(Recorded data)
◇ ◇ ◇

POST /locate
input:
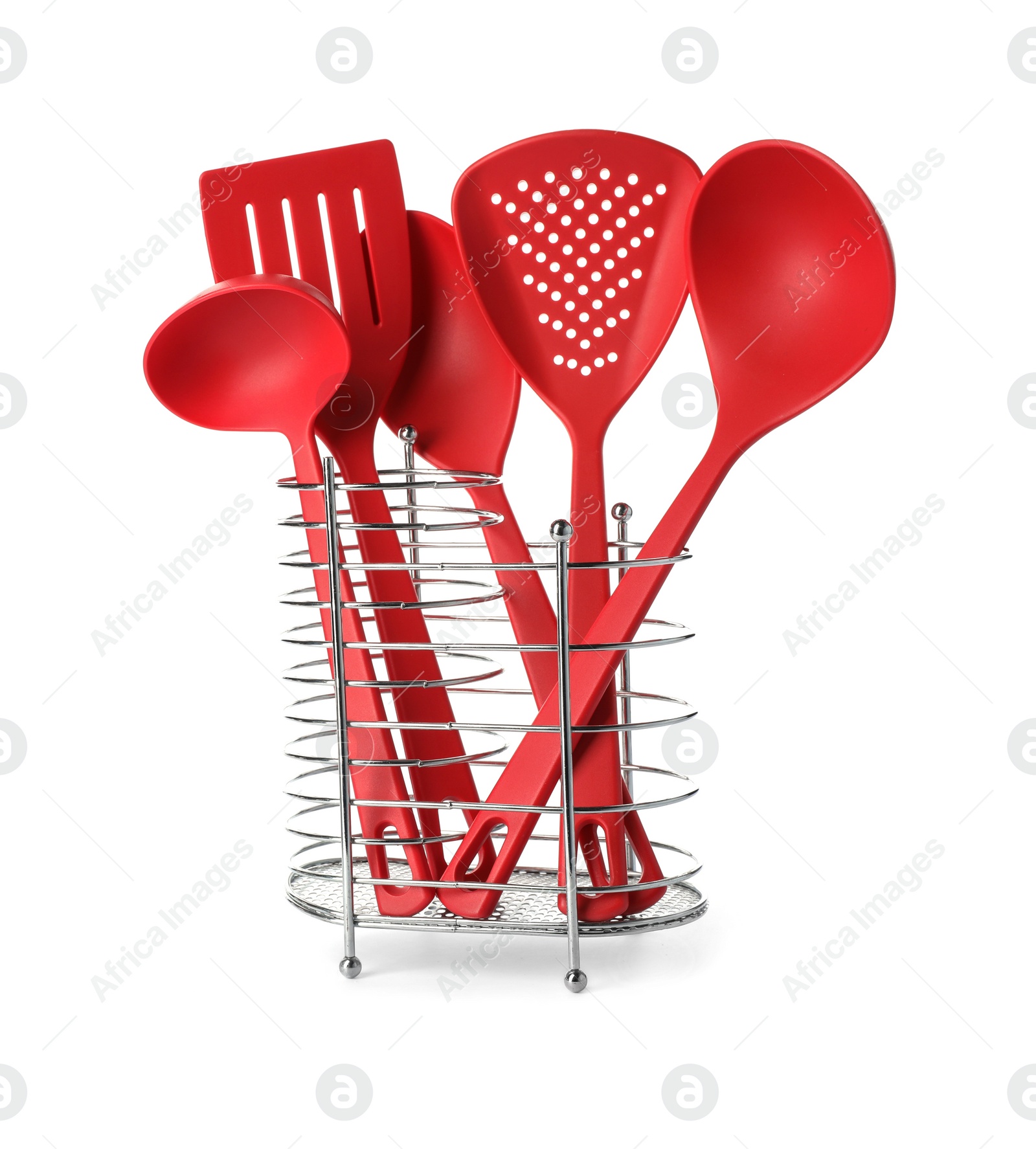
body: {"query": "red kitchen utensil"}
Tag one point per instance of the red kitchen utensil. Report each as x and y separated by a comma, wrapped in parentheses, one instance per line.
(339, 216)
(461, 392)
(266, 353)
(578, 240)
(793, 280)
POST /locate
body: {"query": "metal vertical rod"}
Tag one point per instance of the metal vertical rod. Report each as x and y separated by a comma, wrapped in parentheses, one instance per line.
(622, 513)
(350, 965)
(574, 979)
(409, 436)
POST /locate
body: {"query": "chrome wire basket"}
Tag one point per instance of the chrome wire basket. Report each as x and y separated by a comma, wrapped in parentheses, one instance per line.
(329, 878)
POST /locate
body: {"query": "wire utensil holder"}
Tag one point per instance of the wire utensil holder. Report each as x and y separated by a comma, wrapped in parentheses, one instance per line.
(328, 878)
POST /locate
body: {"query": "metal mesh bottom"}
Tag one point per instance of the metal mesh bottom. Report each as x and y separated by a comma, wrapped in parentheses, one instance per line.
(524, 908)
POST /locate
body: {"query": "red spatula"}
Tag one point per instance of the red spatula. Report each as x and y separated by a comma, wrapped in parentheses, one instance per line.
(766, 221)
(343, 212)
(581, 236)
(461, 392)
(266, 353)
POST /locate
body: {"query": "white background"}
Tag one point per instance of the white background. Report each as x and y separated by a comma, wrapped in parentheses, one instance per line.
(148, 763)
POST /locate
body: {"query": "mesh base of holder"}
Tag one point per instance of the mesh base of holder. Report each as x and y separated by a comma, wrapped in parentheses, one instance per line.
(527, 907)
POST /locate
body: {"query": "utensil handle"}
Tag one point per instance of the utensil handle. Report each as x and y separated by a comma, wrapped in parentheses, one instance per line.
(535, 623)
(535, 766)
(368, 783)
(418, 704)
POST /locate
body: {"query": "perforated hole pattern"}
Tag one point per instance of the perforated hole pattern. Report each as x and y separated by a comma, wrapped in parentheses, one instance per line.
(583, 241)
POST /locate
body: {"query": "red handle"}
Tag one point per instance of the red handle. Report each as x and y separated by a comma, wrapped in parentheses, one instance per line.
(534, 622)
(414, 704)
(535, 766)
(383, 784)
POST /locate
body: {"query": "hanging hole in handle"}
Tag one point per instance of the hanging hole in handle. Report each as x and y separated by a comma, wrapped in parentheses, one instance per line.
(479, 861)
(253, 238)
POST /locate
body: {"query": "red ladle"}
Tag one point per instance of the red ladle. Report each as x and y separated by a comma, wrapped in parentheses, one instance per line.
(578, 246)
(460, 391)
(266, 353)
(794, 284)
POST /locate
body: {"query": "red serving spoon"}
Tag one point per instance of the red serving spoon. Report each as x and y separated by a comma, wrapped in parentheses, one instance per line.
(460, 391)
(343, 210)
(794, 284)
(578, 246)
(266, 353)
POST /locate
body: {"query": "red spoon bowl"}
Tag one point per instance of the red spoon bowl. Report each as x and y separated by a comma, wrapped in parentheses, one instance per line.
(276, 345)
(267, 353)
(794, 283)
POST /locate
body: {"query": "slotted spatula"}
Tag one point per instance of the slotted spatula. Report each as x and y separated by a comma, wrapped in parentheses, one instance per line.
(760, 216)
(343, 212)
(581, 238)
(460, 391)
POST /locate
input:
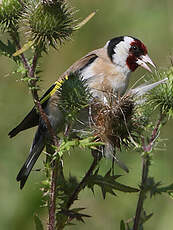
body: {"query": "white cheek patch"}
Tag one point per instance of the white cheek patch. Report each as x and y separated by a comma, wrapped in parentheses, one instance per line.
(121, 52)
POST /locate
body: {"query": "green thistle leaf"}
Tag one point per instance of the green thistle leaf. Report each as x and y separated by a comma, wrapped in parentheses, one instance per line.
(47, 23)
(108, 184)
(9, 15)
(74, 96)
(38, 223)
(161, 97)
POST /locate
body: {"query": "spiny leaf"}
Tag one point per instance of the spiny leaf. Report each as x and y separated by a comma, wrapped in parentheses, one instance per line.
(38, 223)
(8, 50)
(108, 184)
(23, 49)
(122, 225)
(83, 22)
(74, 214)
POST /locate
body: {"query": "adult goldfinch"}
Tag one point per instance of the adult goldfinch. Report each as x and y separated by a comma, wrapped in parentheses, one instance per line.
(105, 70)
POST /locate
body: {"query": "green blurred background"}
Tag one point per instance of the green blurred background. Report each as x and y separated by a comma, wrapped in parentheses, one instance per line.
(150, 21)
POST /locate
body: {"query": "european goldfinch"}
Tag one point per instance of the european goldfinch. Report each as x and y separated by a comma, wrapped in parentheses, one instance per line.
(105, 70)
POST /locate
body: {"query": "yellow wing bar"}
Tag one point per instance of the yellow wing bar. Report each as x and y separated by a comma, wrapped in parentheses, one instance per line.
(57, 85)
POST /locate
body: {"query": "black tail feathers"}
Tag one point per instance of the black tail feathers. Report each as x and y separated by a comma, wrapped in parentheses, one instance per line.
(36, 149)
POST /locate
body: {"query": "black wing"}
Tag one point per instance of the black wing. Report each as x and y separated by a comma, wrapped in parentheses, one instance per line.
(32, 118)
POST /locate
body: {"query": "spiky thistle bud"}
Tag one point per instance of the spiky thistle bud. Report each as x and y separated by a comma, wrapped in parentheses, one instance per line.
(161, 97)
(47, 22)
(74, 96)
(119, 122)
(9, 14)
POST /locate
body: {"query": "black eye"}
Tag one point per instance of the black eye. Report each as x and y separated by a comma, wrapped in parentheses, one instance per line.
(134, 48)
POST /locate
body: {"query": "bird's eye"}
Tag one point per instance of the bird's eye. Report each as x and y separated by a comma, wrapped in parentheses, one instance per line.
(134, 48)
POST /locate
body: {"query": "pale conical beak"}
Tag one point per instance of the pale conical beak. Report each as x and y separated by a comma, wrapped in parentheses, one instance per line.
(142, 60)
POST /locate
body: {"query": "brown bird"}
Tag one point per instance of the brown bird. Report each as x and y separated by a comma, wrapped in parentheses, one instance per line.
(105, 70)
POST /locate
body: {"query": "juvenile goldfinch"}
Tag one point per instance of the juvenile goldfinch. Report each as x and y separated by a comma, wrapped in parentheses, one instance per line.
(105, 70)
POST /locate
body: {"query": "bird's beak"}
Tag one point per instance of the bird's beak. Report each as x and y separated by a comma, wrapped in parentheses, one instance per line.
(142, 60)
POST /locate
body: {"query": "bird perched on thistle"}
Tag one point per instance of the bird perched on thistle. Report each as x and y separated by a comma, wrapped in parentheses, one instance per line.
(104, 70)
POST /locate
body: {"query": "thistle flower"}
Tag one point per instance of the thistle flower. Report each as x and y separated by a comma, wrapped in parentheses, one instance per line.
(47, 22)
(161, 97)
(74, 96)
(9, 14)
(119, 122)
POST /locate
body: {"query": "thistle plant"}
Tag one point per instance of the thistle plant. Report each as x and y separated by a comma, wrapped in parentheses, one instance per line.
(124, 123)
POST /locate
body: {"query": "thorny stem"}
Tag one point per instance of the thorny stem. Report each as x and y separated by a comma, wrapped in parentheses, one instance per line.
(31, 73)
(97, 157)
(145, 170)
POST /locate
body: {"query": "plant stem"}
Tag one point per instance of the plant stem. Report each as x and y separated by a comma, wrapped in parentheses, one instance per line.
(97, 157)
(145, 170)
(31, 74)
(142, 195)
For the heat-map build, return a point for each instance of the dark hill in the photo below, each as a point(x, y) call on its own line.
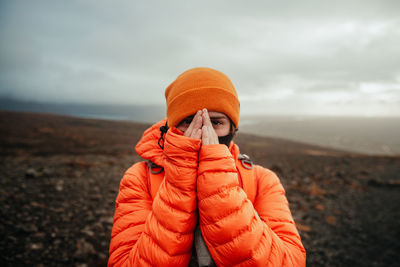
point(60, 177)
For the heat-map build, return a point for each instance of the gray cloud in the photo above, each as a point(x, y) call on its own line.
point(279, 54)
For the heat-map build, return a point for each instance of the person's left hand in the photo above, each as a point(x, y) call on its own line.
point(208, 136)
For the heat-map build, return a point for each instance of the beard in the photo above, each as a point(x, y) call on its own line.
point(226, 140)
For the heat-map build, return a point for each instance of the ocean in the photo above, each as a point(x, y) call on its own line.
point(367, 135)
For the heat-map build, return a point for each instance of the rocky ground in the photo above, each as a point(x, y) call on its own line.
point(60, 177)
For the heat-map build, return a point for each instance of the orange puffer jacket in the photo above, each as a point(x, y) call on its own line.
point(200, 180)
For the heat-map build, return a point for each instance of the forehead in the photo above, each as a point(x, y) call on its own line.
point(216, 114)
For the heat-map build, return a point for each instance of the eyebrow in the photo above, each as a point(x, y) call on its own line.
point(217, 117)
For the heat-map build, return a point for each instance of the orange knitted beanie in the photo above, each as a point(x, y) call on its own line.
point(200, 88)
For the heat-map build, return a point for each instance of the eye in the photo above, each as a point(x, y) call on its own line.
point(216, 122)
point(187, 121)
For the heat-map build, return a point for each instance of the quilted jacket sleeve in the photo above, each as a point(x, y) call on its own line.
point(235, 234)
point(159, 232)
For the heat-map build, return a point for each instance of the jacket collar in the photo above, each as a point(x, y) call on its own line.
point(148, 147)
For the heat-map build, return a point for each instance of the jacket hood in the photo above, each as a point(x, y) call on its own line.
point(148, 147)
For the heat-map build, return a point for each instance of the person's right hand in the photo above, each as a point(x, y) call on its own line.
point(194, 129)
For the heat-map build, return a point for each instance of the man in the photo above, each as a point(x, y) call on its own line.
point(202, 184)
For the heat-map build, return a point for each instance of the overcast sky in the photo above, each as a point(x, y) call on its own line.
point(284, 57)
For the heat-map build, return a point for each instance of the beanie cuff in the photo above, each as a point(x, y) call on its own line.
point(189, 102)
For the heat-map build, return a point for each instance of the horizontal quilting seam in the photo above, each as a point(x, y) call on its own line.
point(252, 253)
point(230, 213)
point(156, 244)
point(241, 232)
point(173, 206)
point(123, 214)
point(177, 187)
point(127, 227)
point(169, 229)
point(232, 185)
point(280, 221)
point(176, 163)
point(213, 158)
point(146, 260)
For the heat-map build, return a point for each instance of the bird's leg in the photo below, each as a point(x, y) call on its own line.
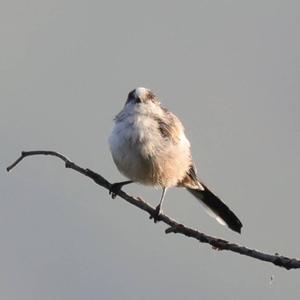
point(116, 187)
point(158, 209)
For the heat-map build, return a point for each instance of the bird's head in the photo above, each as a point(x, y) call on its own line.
point(141, 95)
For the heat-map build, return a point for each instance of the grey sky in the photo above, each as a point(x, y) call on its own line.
point(229, 69)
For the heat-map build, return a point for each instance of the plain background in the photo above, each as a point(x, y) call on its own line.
point(229, 69)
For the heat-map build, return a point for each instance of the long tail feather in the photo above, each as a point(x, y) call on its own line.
point(218, 209)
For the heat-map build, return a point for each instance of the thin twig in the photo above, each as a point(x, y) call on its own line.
point(174, 226)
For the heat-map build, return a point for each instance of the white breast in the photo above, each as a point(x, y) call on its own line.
point(143, 155)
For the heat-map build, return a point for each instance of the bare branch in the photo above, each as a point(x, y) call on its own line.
point(174, 226)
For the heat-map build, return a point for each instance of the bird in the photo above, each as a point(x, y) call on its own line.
point(148, 145)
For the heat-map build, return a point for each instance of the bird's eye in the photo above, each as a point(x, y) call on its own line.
point(133, 98)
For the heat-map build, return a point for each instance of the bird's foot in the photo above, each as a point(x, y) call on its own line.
point(157, 213)
point(115, 189)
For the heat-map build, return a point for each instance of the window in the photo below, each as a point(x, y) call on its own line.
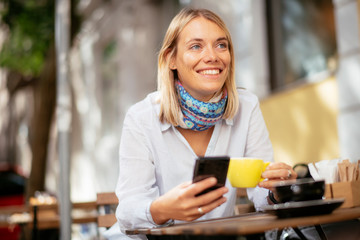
point(302, 42)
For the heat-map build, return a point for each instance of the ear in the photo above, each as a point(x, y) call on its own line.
point(171, 61)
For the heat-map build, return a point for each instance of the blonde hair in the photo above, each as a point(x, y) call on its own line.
point(169, 100)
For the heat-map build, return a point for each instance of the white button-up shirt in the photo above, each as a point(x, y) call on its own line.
point(155, 157)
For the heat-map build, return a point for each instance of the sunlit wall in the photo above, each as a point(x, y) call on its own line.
point(302, 122)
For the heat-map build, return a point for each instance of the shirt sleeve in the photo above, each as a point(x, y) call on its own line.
point(258, 144)
point(136, 188)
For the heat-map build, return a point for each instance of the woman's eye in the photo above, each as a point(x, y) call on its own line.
point(195, 47)
point(222, 45)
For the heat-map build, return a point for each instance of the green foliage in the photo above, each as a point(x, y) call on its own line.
point(31, 24)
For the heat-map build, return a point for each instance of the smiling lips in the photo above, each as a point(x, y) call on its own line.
point(210, 71)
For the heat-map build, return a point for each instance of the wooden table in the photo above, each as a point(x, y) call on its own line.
point(251, 223)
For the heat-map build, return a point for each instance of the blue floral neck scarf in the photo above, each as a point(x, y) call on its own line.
point(198, 115)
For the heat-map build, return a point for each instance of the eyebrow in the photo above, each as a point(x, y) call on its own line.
point(201, 40)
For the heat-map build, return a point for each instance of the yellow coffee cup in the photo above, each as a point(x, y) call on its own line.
point(246, 172)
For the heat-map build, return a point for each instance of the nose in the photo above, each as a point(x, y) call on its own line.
point(210, 55)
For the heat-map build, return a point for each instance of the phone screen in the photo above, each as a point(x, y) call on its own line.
point(211, 167)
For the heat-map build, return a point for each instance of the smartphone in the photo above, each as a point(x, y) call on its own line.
point(211, 167)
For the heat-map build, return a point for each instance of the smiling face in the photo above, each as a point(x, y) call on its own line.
point(202, 60)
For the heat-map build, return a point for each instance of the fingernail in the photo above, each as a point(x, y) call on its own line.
point(213, 180)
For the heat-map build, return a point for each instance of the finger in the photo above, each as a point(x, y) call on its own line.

◇ ◇ ◇

From the line with "the smiling face" to the final line of the entries above, return every line exactly as written.

For the heat-map build, return a point for each instance of the smiling face in the photo above, each as a point(x, y) call on its own line.
point(202, 60)
For the heat-map build, return a point for each instance of the fingernail in the photo above, each as a point(x, y) call on its own line.
point(213, 180)
For the heat-map build, return a point for each instance of the finger in the photo above, each as a point(x, y) call on its own line.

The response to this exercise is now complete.